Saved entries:
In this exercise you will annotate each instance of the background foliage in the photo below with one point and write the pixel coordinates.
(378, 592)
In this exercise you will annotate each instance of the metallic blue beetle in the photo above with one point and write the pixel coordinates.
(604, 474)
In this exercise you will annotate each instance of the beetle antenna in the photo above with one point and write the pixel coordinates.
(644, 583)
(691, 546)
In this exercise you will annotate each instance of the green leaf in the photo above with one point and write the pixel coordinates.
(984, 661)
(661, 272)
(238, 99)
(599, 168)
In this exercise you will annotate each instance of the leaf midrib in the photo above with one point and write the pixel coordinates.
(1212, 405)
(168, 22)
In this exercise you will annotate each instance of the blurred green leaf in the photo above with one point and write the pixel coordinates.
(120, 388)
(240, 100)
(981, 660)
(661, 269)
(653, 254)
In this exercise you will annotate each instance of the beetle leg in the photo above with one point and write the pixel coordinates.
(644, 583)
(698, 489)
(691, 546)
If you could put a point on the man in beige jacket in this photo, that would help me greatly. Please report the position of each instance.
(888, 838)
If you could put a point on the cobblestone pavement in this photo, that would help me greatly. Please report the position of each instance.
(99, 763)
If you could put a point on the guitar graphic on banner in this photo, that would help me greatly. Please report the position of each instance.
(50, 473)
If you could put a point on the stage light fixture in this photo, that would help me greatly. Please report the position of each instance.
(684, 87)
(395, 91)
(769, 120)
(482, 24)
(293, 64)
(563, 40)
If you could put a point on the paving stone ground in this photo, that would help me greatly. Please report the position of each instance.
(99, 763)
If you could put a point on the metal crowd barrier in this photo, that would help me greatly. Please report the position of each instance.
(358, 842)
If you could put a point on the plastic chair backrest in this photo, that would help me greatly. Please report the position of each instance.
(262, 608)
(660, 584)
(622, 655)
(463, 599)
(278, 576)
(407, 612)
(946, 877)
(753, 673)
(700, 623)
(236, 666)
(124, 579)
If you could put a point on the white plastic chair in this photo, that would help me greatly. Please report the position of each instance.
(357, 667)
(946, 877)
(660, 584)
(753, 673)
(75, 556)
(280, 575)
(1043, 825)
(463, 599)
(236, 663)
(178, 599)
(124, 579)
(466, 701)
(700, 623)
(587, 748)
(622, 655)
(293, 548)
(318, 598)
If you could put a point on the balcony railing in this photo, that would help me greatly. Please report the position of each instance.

■ **What is needed**: Once the records end, copy them all again exactly.

■ **Output of the task**:
In this exercise you will annotate each instance of the background foliage in the photo below with one point and write the pixel coordinates.
(378, 592)
In this exercise you will annotate each instance of the metallic blue beetle in the photo above with one point and write the pixel coordinates.
(604, 474)
In this exercise you will annotate each instance of the beetle antenna in the photo above with one point and write the pixel coordinates.
(644, 583)
(691, 546)
In this exercise you will annotate each instance of the green leaf in the photo above with one point and write the pixel coordinates.
(984, 661)
(661, 272)
(238, 99)
(599, 168)
In this exercise you will annotate each instance of the leaf midrib in the photo above with one point and write the pixel coordinates.
(1212, 405)
(168, 22)
In this exercise you will annotate each instance of the blurred green leaf in the photo above with one point and write the pixel coordinates.
(120, 388)
(240, 100)
(981, 660)
(661, 269)
(653, 254)
In this exercise you will annotate each instance of the beetle leg in the photo above with one point and write the pixel coordinates.
(644, 583)
(698, 489)
(691, 546)
If you could put a point on the man in beige jacket in this photo, that would help me greatly. Please report the position of each instance.
(888, 838)
If you could put a point on the cobblestone pavement in this photo, that would help me greatly. Please report the position of each instance.
(99, 763)
If you could put a point on the guitar graphic on banner in this photo, that would help me greatly. Please report the position of each instance.
(50, 473)
If you could put a point on the stage light fixture in this photo, that would help me greatly. Please report the position of each instance.
(684, 87)
(395, 91)
(769, 120)
(482, 24)
(293, 64)
(563, 40)
If you could put a point on the paving stone ground in this photo, that would help me greatly. Please report the position of each instance.
(99, 763)
If you could put a point on the metal crowd barrier in this photo, that would help me greatly. Please report the position of each instance.
(358, 842)
If you could put a point on the plastic chair backrest in this photo, that would help me greatly. Please report the position of each instance.
(262, 608)
(660, 584)
(622, 655)
(463, 599)
(278, 576)
(407, 612)
(946, 877)
(753, 673)
(700, 623)
(236, 666)
(124, 579)
If you could put a point on the white plastic chair in this photo, that would help me greatly. Please report the position of each instance.
(357, 667)
(946, 877)
(660, 584)
(753, 673)
(75, 556)
(280, 575)
(1043, 825)
(463, 599)
(236, 663)
(178, 599)
(124, 579)
(466, 701)
(700, 623)
(587, 748)
(622, 655)
(293, 548)
(318, 598)
If you could put a point on the balcony railing in this photo, that would help me greatly. Please report the position of each instance.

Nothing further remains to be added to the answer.